• _EXERCISE INSTRUCTIONS_
As the answer, set down the lines below from the one containing "Task: indicate the rustic" through the one containing "Target: wood grain", exactly and inclusively, and no others.

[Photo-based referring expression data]
***

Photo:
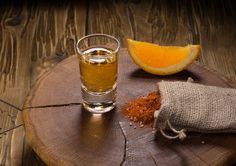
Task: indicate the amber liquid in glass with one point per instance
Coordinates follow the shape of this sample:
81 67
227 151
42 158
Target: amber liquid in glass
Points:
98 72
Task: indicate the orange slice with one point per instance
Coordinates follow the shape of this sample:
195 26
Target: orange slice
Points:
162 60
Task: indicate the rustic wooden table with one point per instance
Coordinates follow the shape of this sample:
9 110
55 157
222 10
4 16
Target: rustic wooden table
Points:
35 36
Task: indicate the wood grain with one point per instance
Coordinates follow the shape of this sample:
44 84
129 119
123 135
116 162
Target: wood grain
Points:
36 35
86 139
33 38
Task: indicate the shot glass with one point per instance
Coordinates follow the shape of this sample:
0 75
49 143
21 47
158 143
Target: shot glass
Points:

***

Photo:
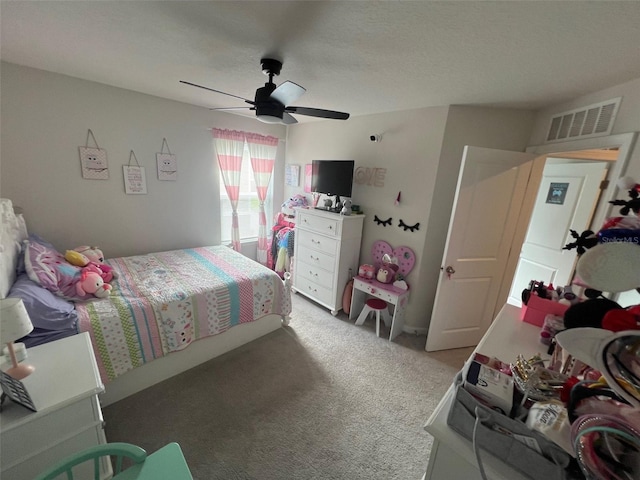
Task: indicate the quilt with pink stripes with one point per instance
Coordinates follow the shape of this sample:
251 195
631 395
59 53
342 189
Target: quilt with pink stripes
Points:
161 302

***

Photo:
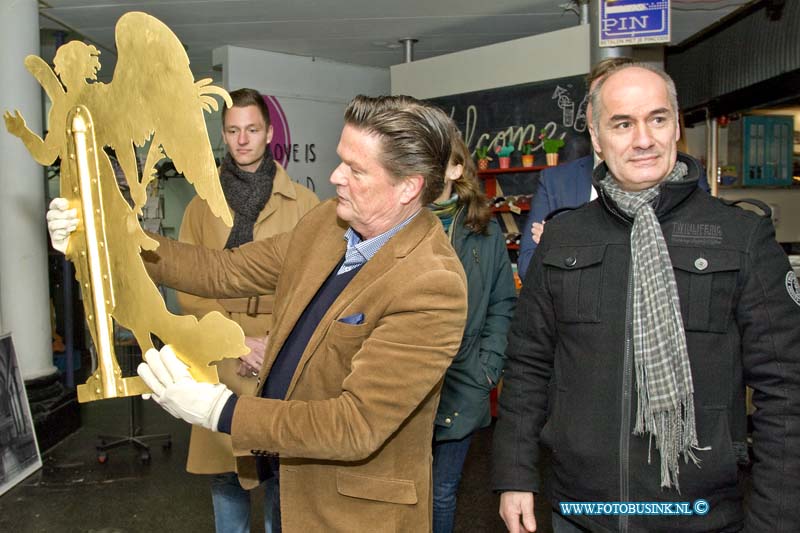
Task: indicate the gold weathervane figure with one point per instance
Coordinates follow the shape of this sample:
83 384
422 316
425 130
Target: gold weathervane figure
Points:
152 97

***

• _REPLY TO THE EXERCISE_
Task: indicate the rustic wooden table with one point per instance
Coordinates follow the shape of this sample:
9 110
55 157
222 10
4 16
Target: rustic wooden table
Points:
35 36
Task: indicate the wood grain with one point per instance
Coordinates follow the shape of this sample:
44 84
129 119
123 135
116 162
Target: wood grain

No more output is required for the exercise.